Problem
Use the entries below and reproduce exactly the lines from the one containing "get_box(black shoe)" down to the one containing "get_box(cropped player at top)", both of them included.

Given data section start

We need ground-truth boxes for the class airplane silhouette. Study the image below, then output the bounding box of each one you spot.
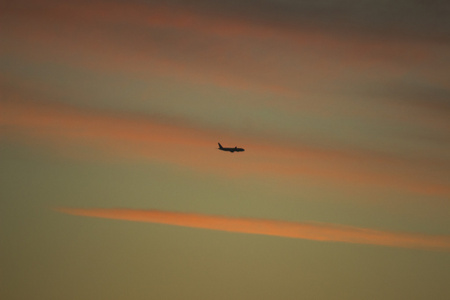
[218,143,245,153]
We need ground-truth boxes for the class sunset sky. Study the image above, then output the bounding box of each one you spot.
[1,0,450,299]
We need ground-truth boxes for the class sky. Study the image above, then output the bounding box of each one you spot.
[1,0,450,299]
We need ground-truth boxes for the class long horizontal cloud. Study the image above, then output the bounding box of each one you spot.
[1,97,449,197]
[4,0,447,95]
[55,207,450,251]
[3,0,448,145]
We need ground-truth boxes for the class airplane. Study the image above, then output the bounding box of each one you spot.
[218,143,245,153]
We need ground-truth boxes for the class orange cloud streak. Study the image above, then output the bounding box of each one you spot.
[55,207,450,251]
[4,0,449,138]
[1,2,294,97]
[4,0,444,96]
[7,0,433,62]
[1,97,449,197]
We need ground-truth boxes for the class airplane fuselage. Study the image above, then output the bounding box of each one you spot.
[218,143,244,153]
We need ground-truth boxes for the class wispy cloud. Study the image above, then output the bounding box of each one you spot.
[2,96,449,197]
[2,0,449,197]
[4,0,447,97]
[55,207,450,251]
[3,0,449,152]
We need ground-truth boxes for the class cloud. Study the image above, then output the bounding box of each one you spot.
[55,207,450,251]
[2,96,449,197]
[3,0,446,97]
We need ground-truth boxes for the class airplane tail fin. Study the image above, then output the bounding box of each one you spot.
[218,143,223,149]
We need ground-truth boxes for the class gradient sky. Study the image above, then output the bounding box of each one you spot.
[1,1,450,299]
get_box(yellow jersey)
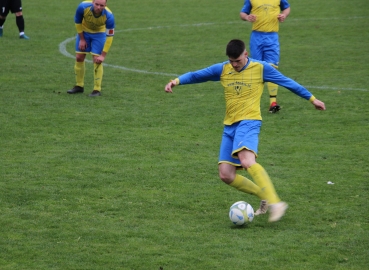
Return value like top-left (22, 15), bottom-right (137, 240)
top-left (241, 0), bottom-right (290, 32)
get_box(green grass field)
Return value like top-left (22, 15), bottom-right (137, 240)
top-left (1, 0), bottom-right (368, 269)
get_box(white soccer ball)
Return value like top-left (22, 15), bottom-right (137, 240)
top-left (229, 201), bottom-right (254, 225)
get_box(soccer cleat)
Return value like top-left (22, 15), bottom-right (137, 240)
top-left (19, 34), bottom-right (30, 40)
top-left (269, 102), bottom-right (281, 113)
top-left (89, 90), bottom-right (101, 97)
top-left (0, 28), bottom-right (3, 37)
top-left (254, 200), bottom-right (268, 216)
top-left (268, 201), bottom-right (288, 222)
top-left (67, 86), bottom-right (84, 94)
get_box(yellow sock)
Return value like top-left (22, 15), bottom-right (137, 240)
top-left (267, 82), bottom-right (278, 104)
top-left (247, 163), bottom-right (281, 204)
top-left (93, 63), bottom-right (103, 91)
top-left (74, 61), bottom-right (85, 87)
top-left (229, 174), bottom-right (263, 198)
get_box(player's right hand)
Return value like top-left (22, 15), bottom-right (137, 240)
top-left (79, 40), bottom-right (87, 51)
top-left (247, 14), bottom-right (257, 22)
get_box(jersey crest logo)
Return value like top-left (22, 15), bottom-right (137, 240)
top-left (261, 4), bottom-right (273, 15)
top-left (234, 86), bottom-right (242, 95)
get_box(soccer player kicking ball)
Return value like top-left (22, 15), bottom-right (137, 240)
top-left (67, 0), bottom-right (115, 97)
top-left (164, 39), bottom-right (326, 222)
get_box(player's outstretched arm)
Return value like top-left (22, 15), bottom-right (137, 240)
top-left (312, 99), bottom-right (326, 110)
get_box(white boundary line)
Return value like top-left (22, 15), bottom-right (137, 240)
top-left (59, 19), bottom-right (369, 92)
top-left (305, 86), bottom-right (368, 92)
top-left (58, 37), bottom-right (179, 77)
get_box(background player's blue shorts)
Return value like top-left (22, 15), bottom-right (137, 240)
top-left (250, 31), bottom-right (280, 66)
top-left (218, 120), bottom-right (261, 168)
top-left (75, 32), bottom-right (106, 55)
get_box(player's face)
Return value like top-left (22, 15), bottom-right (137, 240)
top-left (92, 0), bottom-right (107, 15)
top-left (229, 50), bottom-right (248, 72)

Given data section end
Given data section start

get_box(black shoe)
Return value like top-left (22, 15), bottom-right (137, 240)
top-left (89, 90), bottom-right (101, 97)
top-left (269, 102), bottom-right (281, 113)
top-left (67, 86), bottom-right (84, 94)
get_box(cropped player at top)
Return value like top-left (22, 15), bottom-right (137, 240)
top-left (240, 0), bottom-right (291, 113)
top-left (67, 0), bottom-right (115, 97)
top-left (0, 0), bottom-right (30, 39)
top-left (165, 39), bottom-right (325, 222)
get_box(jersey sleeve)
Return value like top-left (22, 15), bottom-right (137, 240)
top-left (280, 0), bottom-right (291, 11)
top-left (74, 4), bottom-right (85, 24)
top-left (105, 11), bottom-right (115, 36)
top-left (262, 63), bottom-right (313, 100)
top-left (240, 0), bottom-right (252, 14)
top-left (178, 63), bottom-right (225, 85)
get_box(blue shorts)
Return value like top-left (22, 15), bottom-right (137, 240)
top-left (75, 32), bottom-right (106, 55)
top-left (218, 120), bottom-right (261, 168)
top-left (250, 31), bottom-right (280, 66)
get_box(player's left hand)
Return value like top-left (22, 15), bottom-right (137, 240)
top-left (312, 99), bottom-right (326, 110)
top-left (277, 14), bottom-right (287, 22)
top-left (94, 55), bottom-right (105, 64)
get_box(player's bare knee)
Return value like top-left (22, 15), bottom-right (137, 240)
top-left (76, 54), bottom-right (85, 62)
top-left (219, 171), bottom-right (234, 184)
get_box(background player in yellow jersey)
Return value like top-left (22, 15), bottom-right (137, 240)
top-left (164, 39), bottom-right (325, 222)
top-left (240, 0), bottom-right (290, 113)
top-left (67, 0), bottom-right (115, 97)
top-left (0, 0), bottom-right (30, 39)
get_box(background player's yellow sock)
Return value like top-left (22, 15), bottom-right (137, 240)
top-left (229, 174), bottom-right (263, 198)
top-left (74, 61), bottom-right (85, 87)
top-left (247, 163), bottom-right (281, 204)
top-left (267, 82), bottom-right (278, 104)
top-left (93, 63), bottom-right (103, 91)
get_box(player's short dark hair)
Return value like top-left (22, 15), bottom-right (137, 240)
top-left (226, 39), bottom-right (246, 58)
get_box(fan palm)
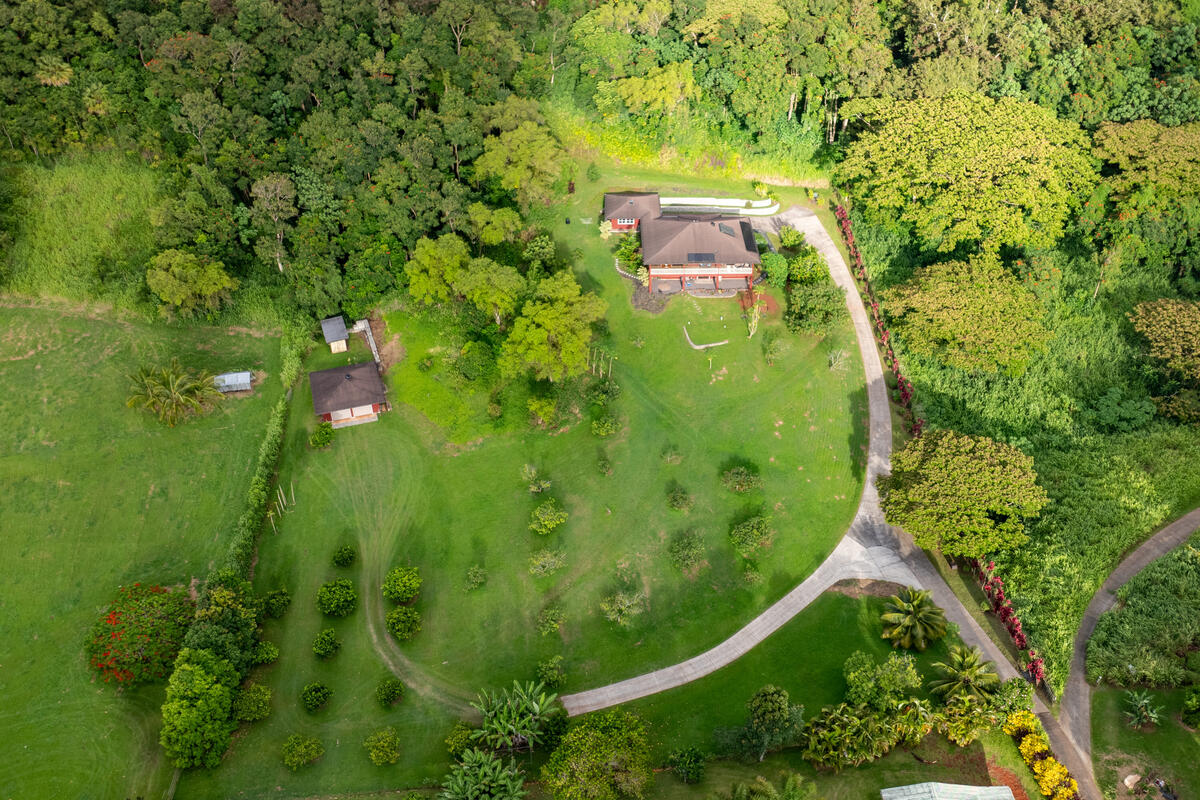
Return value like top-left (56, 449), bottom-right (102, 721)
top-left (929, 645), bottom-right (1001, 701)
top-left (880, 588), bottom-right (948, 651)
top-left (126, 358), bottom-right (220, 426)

Given data section end
Given data section start

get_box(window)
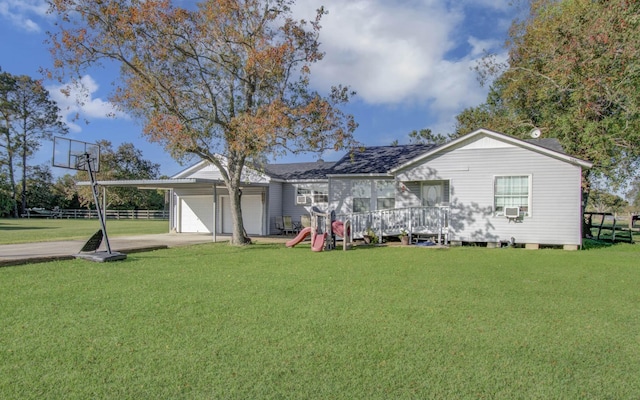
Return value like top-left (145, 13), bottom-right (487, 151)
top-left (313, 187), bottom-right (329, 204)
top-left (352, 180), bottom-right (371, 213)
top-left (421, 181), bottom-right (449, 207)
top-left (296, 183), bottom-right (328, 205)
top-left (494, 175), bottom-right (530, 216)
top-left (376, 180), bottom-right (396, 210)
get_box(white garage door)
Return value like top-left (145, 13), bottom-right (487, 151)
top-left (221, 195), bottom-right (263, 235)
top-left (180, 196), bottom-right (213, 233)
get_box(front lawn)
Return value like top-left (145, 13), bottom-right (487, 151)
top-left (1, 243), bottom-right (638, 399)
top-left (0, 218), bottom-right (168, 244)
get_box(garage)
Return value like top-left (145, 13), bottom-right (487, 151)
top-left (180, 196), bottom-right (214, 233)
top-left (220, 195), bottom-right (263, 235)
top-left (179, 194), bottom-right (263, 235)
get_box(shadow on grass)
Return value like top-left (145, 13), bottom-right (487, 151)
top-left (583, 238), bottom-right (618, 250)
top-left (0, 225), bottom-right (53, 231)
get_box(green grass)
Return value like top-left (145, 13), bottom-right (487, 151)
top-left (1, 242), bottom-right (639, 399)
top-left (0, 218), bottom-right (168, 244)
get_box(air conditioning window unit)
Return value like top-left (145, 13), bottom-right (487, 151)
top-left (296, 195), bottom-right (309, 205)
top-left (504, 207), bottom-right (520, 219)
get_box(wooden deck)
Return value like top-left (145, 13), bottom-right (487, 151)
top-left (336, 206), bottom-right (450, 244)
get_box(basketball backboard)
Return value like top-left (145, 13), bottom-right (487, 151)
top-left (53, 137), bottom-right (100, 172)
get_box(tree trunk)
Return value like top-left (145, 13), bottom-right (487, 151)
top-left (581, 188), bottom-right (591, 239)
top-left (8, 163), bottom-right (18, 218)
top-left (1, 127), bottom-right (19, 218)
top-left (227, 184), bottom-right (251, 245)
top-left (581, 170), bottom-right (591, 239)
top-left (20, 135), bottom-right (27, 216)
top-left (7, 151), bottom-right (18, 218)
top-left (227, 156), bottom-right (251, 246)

Given data section end

Final answer
get_box(black shoe)
Return value like top-left (22, 15), bottom-right (137, 240)
top-left (89, 90), bottom-right (101, 97)
top-left (269, 102), bottom-right (281, 113)
top-left (67, 86), bottom-right (84, 94)
get_box(cropped player at top)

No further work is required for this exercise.